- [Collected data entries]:
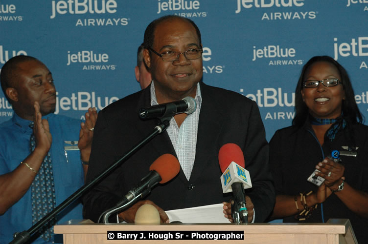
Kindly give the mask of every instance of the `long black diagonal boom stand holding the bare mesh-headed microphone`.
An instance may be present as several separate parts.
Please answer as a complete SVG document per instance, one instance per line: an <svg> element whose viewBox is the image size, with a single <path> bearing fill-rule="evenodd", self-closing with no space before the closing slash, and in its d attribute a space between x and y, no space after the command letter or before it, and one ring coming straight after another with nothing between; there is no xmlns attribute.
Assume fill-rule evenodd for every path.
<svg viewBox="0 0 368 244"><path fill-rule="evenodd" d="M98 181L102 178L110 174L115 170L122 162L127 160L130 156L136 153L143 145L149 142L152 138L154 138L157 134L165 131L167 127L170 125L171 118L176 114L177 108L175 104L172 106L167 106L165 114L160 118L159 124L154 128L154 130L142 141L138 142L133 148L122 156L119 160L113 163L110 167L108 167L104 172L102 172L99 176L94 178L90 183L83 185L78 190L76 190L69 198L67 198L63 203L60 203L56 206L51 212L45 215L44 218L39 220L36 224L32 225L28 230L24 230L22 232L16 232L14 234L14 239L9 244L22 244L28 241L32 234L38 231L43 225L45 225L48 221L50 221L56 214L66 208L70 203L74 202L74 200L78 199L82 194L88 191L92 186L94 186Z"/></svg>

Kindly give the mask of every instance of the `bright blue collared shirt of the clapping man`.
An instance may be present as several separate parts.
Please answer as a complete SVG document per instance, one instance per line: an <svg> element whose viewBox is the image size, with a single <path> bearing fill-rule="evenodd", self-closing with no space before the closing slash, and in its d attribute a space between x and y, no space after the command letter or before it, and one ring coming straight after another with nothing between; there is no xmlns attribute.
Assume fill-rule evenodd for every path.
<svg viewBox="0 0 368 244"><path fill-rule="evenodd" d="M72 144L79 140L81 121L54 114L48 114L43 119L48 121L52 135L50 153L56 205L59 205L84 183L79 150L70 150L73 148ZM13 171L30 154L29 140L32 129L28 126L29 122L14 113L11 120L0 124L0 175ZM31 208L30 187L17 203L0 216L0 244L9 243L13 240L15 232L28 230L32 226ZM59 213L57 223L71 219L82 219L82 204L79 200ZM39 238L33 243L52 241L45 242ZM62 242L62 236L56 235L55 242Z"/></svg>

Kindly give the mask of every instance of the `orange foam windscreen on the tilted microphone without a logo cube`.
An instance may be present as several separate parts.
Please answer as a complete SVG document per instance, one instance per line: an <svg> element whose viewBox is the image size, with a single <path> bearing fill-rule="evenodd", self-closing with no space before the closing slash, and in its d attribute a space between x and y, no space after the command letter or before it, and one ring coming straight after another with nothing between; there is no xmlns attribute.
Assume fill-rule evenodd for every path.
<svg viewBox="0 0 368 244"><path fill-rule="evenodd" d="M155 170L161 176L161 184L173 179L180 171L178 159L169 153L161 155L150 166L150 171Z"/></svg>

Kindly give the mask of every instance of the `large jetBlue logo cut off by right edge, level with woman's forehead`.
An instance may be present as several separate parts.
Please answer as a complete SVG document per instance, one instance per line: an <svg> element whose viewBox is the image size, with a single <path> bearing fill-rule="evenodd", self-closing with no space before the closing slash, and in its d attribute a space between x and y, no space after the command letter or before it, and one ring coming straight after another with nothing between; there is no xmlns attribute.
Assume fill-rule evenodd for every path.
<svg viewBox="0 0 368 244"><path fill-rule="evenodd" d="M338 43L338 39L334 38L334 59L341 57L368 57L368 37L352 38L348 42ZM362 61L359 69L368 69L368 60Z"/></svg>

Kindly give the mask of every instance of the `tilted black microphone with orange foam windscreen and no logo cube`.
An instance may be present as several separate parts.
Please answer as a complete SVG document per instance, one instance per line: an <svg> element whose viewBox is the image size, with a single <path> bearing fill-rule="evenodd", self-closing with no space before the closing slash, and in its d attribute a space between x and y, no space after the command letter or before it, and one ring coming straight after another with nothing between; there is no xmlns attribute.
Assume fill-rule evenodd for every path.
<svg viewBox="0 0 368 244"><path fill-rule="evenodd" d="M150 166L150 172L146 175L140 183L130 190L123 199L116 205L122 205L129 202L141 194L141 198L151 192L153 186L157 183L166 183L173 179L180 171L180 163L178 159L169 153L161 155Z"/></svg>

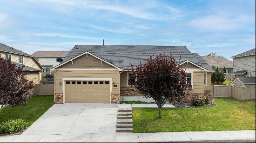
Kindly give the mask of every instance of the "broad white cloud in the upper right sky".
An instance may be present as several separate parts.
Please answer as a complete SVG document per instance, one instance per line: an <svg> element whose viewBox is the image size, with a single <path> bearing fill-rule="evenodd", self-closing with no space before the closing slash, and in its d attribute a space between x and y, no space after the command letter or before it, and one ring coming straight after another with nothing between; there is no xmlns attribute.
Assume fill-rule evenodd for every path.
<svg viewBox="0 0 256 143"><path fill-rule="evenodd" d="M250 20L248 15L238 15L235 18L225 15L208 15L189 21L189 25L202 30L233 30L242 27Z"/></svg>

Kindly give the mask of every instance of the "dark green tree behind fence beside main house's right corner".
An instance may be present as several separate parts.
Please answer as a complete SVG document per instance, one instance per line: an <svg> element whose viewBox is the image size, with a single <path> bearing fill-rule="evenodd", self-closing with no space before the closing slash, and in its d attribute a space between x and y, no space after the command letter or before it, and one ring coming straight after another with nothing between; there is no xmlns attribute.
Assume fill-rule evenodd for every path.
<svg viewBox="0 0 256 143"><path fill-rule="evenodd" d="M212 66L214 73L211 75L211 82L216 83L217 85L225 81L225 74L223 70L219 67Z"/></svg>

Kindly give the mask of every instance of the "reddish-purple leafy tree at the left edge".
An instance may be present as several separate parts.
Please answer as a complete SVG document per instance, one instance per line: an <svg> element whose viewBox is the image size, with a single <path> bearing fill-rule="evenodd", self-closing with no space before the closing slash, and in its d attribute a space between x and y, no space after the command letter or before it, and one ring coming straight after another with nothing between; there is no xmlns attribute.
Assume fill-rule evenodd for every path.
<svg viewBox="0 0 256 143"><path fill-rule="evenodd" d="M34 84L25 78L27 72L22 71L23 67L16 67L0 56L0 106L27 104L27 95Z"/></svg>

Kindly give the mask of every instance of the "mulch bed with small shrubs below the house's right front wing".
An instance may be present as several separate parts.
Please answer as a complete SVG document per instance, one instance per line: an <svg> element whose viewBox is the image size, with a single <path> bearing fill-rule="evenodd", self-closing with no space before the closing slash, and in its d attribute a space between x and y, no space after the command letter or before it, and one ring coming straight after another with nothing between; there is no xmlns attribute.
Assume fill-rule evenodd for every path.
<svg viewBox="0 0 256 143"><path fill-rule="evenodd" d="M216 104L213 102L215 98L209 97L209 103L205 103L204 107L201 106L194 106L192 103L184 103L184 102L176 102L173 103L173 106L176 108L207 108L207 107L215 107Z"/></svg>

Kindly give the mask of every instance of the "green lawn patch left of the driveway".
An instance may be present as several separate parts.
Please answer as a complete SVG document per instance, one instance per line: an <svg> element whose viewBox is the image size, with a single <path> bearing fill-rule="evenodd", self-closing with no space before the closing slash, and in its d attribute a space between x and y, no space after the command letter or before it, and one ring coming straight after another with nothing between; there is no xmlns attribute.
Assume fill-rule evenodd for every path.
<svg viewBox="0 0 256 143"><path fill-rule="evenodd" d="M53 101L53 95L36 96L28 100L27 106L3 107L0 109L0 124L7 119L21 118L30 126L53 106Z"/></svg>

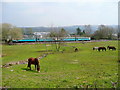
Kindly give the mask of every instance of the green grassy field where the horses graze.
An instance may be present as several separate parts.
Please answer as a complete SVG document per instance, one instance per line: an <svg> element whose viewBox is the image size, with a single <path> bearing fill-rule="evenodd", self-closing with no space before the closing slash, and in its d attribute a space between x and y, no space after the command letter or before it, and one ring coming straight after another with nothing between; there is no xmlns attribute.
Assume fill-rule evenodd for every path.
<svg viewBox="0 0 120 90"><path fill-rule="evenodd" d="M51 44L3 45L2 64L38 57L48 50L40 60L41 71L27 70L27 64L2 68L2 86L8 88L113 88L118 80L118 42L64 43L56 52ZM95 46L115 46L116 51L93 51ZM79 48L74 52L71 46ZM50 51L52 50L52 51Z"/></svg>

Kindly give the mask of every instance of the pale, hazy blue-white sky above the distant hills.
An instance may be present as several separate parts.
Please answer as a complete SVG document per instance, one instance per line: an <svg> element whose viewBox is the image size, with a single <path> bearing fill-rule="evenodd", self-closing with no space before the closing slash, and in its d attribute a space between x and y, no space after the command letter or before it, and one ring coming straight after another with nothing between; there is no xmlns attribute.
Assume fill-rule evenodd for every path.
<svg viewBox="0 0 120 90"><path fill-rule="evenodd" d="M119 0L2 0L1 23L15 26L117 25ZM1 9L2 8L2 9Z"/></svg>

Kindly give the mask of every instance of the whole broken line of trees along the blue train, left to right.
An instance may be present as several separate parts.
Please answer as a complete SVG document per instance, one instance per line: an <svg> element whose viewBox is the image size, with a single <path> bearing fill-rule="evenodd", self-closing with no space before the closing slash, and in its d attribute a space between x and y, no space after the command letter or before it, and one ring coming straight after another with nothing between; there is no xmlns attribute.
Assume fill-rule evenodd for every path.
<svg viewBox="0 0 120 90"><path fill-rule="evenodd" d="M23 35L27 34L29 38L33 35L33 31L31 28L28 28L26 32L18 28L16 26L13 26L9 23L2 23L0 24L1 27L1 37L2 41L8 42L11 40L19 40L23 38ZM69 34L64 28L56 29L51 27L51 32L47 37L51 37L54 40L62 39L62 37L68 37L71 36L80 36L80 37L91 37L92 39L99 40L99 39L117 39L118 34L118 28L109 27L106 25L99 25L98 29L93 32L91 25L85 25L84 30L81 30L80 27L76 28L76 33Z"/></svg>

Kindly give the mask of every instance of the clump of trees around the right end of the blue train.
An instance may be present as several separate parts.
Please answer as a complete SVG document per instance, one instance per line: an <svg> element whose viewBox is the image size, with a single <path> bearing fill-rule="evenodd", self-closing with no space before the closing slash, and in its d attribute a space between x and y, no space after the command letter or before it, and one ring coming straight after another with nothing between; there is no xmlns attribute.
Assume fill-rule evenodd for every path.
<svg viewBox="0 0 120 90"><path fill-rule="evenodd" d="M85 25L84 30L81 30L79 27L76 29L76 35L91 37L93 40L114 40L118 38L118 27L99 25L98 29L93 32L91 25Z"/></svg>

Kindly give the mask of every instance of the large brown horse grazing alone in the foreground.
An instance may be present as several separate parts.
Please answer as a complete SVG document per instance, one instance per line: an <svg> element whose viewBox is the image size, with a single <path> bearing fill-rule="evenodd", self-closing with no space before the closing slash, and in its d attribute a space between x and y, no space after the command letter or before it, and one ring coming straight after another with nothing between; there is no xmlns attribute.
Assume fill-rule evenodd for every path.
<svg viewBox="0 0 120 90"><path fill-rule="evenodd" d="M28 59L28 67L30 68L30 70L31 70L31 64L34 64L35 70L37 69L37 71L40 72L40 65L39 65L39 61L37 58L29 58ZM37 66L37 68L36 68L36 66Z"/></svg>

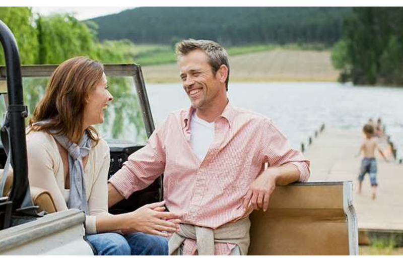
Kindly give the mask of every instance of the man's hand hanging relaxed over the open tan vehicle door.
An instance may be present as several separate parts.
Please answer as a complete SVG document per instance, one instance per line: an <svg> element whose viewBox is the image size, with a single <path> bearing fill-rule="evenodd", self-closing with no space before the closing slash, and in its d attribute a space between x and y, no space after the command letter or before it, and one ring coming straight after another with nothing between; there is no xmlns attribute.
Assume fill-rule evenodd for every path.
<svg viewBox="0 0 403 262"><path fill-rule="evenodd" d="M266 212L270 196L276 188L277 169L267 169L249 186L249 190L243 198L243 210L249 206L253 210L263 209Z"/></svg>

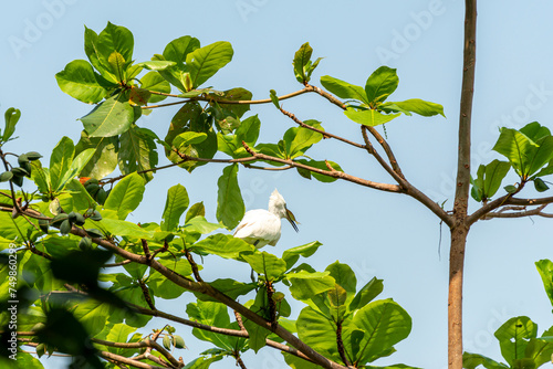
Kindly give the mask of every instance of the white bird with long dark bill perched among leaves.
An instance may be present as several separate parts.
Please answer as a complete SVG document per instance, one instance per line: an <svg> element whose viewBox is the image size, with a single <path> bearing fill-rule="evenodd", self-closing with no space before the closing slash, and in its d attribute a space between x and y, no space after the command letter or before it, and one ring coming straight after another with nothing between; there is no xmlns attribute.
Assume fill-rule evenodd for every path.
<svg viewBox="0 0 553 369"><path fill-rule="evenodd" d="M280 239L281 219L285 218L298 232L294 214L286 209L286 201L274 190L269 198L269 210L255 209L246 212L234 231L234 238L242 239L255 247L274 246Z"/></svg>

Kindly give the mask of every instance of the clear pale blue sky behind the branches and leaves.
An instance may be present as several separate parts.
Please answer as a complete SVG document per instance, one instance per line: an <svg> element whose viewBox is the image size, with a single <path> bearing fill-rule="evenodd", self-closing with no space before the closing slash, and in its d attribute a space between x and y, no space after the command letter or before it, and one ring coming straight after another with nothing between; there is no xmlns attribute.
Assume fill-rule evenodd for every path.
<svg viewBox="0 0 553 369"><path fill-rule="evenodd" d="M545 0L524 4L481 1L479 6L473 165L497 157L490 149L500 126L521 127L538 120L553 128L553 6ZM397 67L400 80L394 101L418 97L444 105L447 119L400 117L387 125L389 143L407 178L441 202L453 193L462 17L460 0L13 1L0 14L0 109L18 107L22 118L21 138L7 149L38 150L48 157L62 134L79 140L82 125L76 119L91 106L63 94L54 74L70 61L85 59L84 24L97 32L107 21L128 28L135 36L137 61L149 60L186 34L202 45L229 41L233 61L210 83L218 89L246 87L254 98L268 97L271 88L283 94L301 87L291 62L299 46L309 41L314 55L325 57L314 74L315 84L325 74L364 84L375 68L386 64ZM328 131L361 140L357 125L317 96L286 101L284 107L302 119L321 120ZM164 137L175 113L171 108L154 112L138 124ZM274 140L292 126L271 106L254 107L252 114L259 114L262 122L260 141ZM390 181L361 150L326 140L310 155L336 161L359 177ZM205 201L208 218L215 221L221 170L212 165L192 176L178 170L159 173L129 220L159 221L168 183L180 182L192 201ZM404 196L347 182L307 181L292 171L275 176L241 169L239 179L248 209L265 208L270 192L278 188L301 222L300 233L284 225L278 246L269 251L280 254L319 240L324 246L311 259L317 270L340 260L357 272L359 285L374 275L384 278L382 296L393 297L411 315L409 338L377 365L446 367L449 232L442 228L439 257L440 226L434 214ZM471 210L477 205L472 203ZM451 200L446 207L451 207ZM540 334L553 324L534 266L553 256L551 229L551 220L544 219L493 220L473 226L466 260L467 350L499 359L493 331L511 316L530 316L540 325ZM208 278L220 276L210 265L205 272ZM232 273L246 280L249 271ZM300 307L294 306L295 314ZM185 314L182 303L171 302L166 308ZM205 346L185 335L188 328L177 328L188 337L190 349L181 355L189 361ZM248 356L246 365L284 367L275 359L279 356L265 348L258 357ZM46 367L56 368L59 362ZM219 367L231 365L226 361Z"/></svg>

- [What the task asks]: Where in the entries does the word "tilted" occur? Copy out each line that has it.

- [Written solution]:
Kindly give the mask of every instance of the `orange foam windscreen on the tilted microphone without a logo cube`.
Kindly give the mask of every instance of the `tilted black microphone with orange foam windscreen and no logo cube`.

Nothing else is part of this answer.